_GIVEN TASK A:_
Return each line in the records that contains the word "white".
## BEGIN EXTRACT PROVIDED
Besides II–VI compound semiconductors, such as HgTe, IV–VI semiconductors support non-trivial edges states as well [8]. In this regard, Dziawa et al. reported evidence of topological crystalline insulator states in Pb1−xSnxSe [9]. High-resolution scanning tunneling microscopy studies of these topological crystalline insulators provided strong evidence of the coexistence of massless Dirac fermions, protected by crystal symmetry, with massive Dirac fermions consistent with crystal-symmetry breaking [10]. Recently, these results have received further support with the aid of Dirac Landau level spectroscopy [11,12].

Band-inverted structures were already studied back in the 1980’s and 1990’s under the name of band-inverted junctions, in which the fundamental gap has opposite sign on each semiconductor. A salient feature is the existence of interface states lying within the gap, provided that the two gaps overlap [13-17]. These states are protected by symmetry, and are responsible for the conducting properties of the surface. In IV–VI heterojunctions, such as PbTe/SnTe, interface states are accurately described by means of a two-band model using the effective k·p approximation [18,19]. The equation governing the conduction- and valence-band envelope functions reduces to a Dirac-like equation after neglecting far-band corrections. In view of this analogy, exact solutions can be then straightforwardly found by means of supersymmetric [16] or Green’s function approaches [20]. In the context of symmetry-protected topological phases, our model can be applied not only to topological crystalline insulators, like the ones mentioned above [8], but also to more general three-dimensional topological insulators, such as Bi2Se3, in contact with a trivial insulator [21,22]. In the former case, mirror symmetry makes it possible to define mirror Chern numbers, which determine the topological crystalline phase [8]. In the latter, time-reversal symmetry, parity and particle–hole symmetry allow us to define a topological index given by the sign of the Dirac mass [21].
## END EXTRACT PROVIDED
_GIVEN TASK B:_
In the excerpt above on band-inverted junctions, why can exact solutions for the interface states be found straightforwardly? Answer in one to three sentences.
## BEGIN SUPPLIED INFORMATION
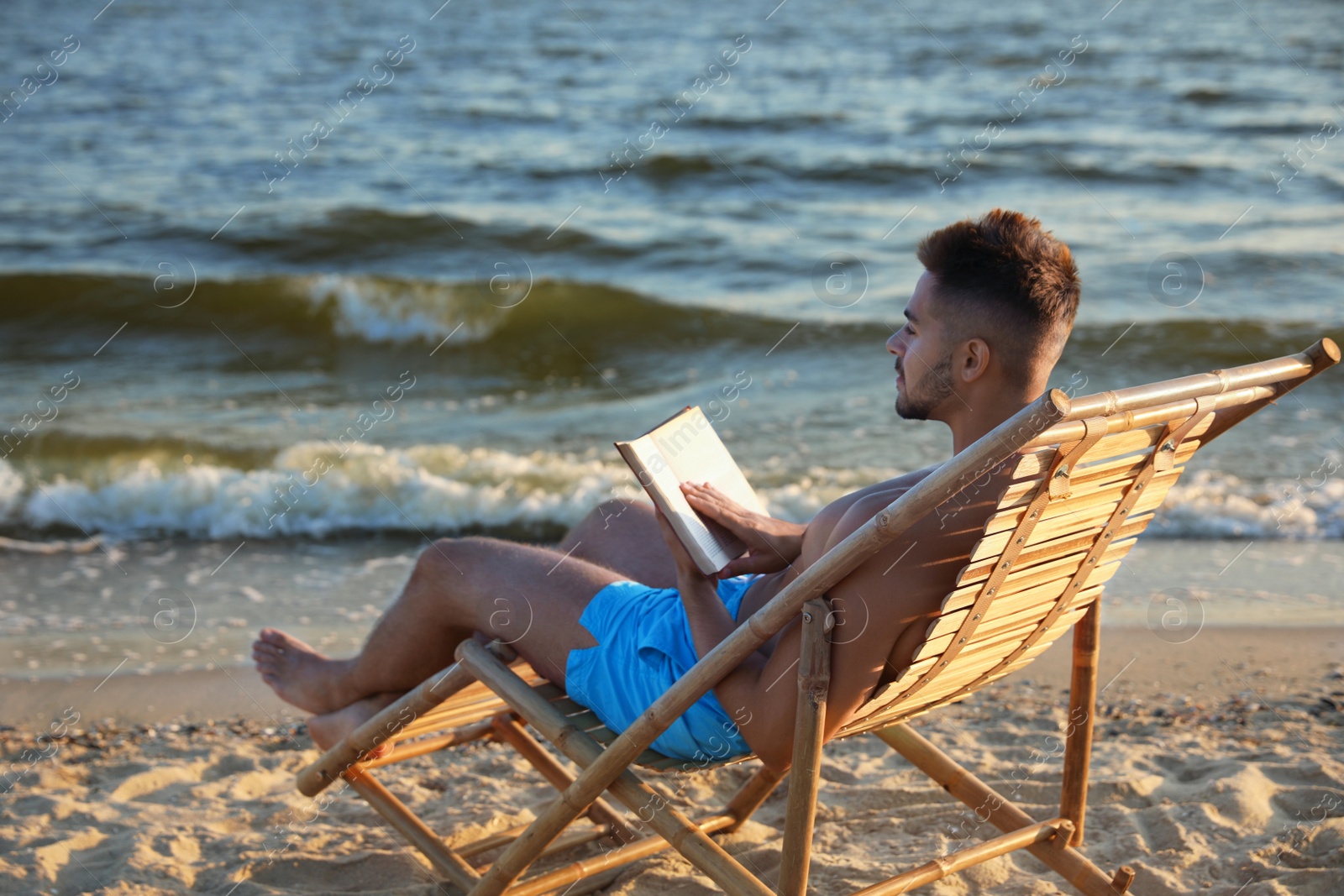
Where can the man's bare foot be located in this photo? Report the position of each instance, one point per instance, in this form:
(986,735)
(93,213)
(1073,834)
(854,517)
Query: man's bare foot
(328,728)
(299,674)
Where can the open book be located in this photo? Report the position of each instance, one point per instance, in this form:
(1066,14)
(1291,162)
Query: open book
(685,449)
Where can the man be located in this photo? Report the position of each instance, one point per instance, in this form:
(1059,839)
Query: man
(617,610)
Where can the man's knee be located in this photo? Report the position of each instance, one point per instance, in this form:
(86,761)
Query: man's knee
(450,557)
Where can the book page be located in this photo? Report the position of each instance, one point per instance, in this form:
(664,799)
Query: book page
(692,449)
(718,543)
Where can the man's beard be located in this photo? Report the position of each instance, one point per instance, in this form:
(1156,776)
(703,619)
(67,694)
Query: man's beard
(936,385)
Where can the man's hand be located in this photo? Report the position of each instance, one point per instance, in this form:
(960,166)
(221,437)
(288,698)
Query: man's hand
(772,544)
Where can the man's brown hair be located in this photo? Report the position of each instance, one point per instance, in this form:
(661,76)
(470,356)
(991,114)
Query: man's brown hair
(1011,282)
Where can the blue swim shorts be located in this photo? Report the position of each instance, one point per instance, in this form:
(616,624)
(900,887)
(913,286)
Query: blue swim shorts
(644,647)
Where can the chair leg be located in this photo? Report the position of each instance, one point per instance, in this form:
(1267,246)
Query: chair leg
(1062,859)
(445,862)
(1082,710)
(808,734)
(601,812)
(685,836)
(750,795)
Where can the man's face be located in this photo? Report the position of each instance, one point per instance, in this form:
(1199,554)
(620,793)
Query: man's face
(924,362)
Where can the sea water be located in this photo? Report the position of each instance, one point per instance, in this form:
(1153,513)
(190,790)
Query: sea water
(293,289)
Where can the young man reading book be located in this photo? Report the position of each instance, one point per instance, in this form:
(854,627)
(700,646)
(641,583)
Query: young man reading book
(620,609)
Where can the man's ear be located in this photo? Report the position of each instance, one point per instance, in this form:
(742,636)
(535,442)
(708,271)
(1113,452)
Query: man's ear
(974,362)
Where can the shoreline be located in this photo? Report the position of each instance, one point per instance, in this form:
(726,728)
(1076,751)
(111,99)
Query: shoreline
(1136,664)
(1200,792)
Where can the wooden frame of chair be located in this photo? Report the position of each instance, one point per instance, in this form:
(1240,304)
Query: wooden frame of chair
(1153,418)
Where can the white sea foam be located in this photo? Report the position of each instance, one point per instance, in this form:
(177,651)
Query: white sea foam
(398,311)
(445,488)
## END SUPPLIED INFORMATION
_TASK SOLUTION A:_
Where can the white sea foam be located in this photo? Report the position of each instance, one point per instance, in this form:
Query: white sea foam

_TASK SOLUTION B:_
The equation for the conduction- and valence-band envelope functions reduces to a Dirac-like equation once far-band corrections are neglected. Because of this analogy, exact solutions can be found with supersymmetric or Green's function approaches.